- Work instructions: From the data, copy out every line in which the word "Mark" appears.

- Records for processing:
========

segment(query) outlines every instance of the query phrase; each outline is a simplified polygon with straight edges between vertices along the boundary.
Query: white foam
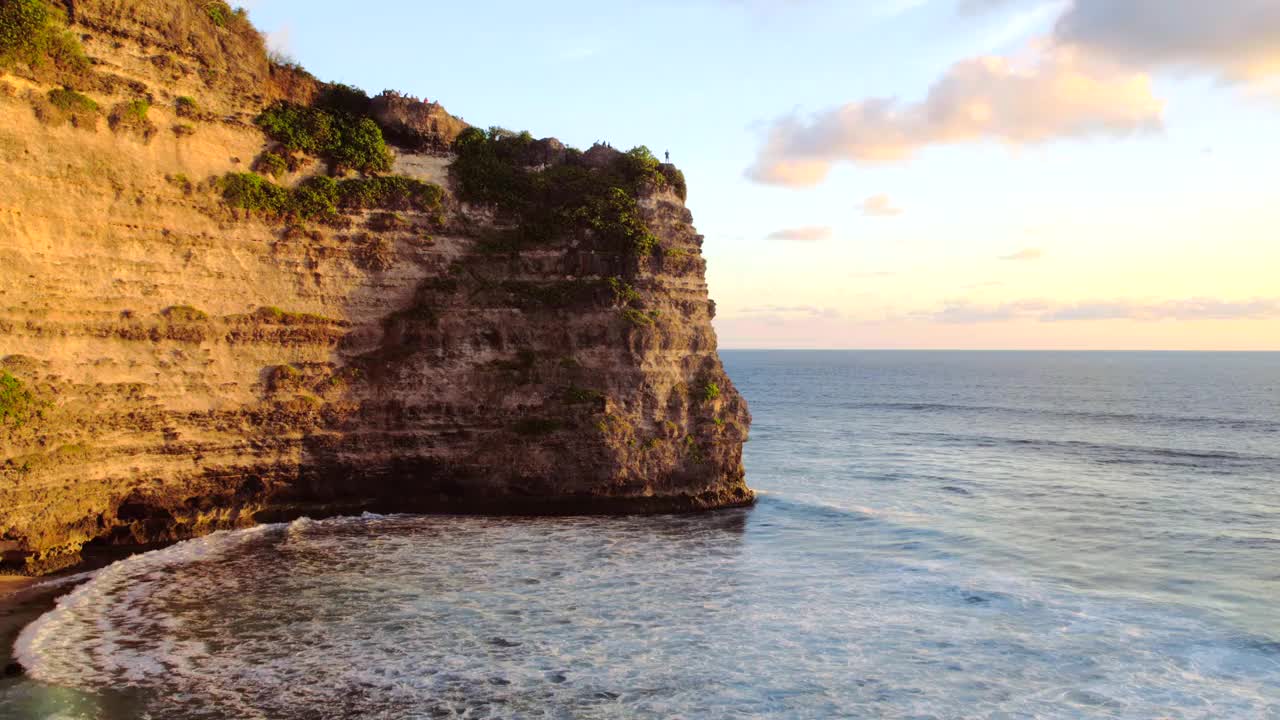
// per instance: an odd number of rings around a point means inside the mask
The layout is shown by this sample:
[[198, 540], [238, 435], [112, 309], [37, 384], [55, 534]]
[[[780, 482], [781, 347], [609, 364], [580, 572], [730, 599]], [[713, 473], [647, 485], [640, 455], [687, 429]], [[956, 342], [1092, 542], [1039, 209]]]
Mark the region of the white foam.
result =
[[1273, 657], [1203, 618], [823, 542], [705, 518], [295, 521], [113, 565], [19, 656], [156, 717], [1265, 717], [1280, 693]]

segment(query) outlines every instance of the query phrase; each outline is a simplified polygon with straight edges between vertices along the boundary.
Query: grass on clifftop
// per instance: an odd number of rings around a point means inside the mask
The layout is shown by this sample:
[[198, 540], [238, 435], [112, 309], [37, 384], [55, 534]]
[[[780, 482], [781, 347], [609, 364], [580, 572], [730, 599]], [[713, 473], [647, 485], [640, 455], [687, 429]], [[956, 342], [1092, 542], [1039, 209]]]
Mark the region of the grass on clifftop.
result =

========

- Task solution:
Mark the region of the white foam.
Mark the region of the grass on clifftop.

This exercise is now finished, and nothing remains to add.